JIM CONRAD'S
NATURALIST NEWSLETTER
Written at Hacienda San Juan Lizárraga
one kilometer east of Telchac Pueblo, Yucatán, MÉXICO
and issued from Hotel Reef Yucatan 13 kms to the north

February 11, 2006

SOLAR BREAD
Most days here are sunny with afternoons so long, bright, glaring and hot that the midday siesta reveals itself as both civilized and necessary. Still, people in this area are suffering from fast-rising electricity, butane and gasoline costs, and the scrub- forest around us is being gnawed away by firewood gatherers. The cost of firewood is skyrocketing, too.

I link these thoughts because if sunlight were more effectively utilized here people wouldn't have to spend so much on energy, and so much firewood wouldn't have to be gathered.

For weeks I've been gradually gathering materials for building a TV-satellite-dish cooker such as the one I used last summer in California and before that in Mississippi. You can see those cookers at https://www.backyardnature.net/j/solardsh.htm.

Here in Mexico it's harder to find what I need for the construction, plus what I find usually costs too much. Coming up with a few screws or a screwdriver with a squared tip can become an endless, frustrating task, and just forget about finding cheap aluminum flashing.

Meanwhile I've put together a much less powerful cooker. "Put together" is more correct than saying "constructed" because really all I did was to bring together several items lying around the plantation. This new cooker consists of an old, rotting footlocker, a couple of sheets of glass removed from picture frames where the pictures had decayed, some dry straw, and a stainless steel pan no longer being used for feeding dogs. It's shown at the bottom of the page at the above link.

### Entries provided
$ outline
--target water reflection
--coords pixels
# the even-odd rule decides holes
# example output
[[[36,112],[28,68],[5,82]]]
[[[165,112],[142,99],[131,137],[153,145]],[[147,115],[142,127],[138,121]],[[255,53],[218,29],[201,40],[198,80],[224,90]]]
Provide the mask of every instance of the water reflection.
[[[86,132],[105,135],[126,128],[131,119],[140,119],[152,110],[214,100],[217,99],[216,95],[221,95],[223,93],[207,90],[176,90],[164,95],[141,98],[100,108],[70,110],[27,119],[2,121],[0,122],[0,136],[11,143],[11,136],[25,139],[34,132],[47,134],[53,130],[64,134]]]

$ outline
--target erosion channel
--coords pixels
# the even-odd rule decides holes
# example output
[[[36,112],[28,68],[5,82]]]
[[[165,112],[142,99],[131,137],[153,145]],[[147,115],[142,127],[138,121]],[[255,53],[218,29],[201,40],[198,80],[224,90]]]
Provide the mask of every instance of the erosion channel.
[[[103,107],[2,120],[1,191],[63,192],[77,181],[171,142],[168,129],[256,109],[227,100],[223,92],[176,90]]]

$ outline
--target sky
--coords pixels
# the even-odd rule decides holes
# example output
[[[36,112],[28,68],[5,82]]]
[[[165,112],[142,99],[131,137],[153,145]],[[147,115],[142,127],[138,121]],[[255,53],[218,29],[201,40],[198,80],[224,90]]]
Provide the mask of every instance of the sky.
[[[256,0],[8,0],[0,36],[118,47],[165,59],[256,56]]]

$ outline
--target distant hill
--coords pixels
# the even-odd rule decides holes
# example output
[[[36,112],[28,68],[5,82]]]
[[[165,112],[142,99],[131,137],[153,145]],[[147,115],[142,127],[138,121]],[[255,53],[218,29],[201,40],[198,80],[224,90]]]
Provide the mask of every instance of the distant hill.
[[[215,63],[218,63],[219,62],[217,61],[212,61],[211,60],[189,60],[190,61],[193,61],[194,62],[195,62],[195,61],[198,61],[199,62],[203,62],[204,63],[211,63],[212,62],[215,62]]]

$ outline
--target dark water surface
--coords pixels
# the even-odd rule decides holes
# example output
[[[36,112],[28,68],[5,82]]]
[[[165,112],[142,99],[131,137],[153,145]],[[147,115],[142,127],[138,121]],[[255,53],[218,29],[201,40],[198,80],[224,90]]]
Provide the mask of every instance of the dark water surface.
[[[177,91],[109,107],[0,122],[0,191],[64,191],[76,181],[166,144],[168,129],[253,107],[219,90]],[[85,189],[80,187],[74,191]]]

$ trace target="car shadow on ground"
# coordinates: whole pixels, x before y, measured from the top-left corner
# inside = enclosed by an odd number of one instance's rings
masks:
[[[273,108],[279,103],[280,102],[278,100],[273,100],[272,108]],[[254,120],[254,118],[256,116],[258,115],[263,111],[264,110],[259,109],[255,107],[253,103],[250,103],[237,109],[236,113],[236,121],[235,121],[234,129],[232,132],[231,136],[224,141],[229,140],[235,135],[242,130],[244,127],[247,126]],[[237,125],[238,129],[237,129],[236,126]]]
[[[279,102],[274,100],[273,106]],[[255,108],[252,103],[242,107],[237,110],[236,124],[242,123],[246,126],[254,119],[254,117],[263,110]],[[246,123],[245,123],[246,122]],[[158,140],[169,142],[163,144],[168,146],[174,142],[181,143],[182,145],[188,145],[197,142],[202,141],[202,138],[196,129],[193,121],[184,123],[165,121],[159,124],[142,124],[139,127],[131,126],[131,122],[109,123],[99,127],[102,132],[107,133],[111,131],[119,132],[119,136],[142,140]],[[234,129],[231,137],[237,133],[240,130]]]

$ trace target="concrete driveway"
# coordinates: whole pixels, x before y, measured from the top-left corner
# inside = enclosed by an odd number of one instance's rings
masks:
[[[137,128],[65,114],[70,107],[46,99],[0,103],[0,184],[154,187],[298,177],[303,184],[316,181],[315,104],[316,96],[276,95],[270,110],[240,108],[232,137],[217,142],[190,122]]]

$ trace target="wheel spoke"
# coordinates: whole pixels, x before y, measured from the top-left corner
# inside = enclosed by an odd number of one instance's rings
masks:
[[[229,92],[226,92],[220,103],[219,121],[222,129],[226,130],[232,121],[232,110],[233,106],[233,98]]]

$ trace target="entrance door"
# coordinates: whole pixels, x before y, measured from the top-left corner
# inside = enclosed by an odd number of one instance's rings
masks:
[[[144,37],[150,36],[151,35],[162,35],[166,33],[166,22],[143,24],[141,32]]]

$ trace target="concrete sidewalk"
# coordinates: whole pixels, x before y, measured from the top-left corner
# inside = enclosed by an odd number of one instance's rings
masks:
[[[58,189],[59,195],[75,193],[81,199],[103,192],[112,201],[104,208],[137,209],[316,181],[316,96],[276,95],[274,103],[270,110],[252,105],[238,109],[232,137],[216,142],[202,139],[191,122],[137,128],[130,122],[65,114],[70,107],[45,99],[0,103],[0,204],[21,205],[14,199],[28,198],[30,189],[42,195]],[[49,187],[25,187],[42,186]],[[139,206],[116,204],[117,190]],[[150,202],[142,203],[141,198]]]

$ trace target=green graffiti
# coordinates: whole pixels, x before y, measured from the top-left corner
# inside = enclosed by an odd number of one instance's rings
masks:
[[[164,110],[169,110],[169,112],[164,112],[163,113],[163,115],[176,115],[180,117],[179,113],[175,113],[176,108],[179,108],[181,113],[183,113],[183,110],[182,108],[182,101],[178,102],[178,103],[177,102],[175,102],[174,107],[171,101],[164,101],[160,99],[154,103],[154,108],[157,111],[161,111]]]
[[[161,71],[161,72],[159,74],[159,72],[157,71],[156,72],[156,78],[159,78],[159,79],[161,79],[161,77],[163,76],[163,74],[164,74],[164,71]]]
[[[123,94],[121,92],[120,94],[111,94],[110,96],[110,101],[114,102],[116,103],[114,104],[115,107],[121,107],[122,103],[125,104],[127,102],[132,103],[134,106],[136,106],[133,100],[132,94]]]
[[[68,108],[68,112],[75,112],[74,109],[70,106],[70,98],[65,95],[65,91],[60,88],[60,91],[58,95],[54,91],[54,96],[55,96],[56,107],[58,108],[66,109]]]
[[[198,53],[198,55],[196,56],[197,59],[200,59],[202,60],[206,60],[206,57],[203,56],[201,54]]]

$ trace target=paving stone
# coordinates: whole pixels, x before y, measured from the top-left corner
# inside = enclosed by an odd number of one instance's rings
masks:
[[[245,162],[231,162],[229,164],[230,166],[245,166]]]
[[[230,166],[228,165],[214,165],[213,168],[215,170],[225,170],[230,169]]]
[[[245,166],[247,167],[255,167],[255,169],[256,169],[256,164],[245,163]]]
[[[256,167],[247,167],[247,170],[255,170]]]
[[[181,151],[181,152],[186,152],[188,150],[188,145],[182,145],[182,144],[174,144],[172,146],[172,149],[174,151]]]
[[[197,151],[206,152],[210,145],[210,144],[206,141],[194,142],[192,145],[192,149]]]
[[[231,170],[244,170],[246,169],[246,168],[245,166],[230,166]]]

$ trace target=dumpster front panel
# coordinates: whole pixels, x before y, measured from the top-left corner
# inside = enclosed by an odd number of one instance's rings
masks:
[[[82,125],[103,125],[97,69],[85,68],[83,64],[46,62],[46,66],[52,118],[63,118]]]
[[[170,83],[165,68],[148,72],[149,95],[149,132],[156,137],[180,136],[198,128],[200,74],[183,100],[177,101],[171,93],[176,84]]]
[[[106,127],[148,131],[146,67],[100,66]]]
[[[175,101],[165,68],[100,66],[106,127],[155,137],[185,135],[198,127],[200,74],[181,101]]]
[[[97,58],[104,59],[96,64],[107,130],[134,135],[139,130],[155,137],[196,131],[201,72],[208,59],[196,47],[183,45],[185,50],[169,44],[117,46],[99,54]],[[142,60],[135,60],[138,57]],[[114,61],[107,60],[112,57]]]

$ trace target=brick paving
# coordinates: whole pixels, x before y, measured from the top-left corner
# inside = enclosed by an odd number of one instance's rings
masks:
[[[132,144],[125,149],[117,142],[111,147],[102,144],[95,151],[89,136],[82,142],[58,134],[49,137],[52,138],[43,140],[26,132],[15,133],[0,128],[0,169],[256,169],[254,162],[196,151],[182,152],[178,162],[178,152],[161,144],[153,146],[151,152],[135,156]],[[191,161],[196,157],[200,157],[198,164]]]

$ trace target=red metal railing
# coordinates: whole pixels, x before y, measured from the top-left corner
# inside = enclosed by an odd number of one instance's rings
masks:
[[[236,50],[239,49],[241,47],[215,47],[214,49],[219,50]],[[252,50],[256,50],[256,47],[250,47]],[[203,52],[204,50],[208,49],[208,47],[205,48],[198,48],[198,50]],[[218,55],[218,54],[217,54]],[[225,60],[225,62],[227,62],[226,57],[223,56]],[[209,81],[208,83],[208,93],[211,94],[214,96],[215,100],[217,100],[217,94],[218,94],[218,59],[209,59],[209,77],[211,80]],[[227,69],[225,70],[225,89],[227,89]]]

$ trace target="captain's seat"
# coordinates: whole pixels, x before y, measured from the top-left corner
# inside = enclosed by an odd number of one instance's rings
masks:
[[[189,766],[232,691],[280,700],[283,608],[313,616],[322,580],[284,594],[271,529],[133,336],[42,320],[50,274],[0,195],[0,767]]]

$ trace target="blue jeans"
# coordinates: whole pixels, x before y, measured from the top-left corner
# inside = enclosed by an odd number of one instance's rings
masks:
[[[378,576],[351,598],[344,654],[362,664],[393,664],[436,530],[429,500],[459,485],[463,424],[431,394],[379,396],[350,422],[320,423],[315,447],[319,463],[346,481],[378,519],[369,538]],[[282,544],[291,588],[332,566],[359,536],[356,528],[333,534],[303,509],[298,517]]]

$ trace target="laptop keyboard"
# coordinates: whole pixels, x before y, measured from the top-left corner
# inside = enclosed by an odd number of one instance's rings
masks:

### Required work
1 > List the items that make up the new cooker described in the solar cooking newsletter.
2 > Transcribe the passage of the solar cooking newsletter that begins at the words "I link these" and ends after the words "to be gathered.".
3 > Write the next part of the solar cooking newsletter, picking up after its final sentence.
The entries have no connection to the solar cooking newsletter.

### Task-by-task answers
1 >
- an old, rotting footlocker
- a couple of sheets of glass removed from picture frames where the pictures had decayed
- some dry straw
- a stainless steel pan no longer being used for feeding dogs

2 >
I link these thoughts because if sunlight were more effectively utilized here people wouldn't have to spend so much on energy, and so much firewood wouldn't have to be gathered.

3 >
A chunk of dry wood placed on the cooking platforms of my two TV-satellite-dish cookers would after a few minutes begin smoking and then catch fire. Those cookers could boil water and cinderize cornbread if I wasn't careful.

This one made of found parts is incapable of such pyrotechnics. However, it certainly can fry eggs, bake bread and, most deliciously of all, roast bananas to a sweetness at least comparable to that of bananas roasted in the embers of a campfire. It will not, however, bake potatoes or carrots, or bake beans to mushiness.

I'm sure others have thought of my design before, but I've never seen it described anywhere. I call it a "double cooker" design.

The usual box-style cooker consists of a well insulated box with a tight-fitting glass top, black interior walls, and reflective panels mounted outside the box for bouncing sunlight into the box. The system depends on the greenhouse effect. Solar energy entering the box is absorbed by the box's black walls and the food. Energy builds up inside the box because the glass top keeps it from escaping.

My "double cooker" design consists of one cooker inside another, each with its own glass top. Instead of relying on good insulation and tight seals, which is hard to accomplish here, I heat the environment outside the inner cooker, thus decreasing the heat gradient between it and the outside air, and slowing down heat loss from the cooking part.

I'm showing this concept to any of my neighbors who will look. If more people would do at least part of their cooking with such simple, easy-to-construct cookers, they'd end up with more money in their pockets, and the forest would be a bit less weedy and ragged looking.

*****

FIDDLER CRABS
You see them at low tide where the water has withdrawn from the dark mangrove wall surrounding the lagoons, leaving extensive mud flats. Especially you see them where Black Mangrove roots sprout thousands of slender, gray-brown, pencil-like, oxygen-absorbing pneumatophores up through the mud surrounding the trees. There scooting sideways across the mud down in the knee-high pneumatophore jungle you'll see fiddler crabs, sometimes just one or two, but sometimes thousands, incredible cities of them sitting quietly until you make the wrong move, and then they all stampede in Alfred-Hitchcockian single-mindedness.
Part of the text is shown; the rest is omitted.